[Records]
-*-*-

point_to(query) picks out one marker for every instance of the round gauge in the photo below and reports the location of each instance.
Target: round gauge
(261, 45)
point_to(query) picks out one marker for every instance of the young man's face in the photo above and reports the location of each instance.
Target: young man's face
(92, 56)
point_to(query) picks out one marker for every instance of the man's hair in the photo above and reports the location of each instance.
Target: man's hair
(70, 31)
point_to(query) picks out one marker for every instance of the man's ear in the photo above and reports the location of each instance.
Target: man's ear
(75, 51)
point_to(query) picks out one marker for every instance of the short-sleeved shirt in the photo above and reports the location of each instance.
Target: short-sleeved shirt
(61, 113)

-*-*-

> [What needs to be done]:
Copy out, unchanged, the rows running from the line that contains "of the short-sleeved" through the last line of the Records above, including both.

> [Task answer]:
point_to(query) picks out one marker for every instance of the short-sleeved shirt in the photo above and reports the location of each instance.
Target: short-sleeved shirt
(61, 113)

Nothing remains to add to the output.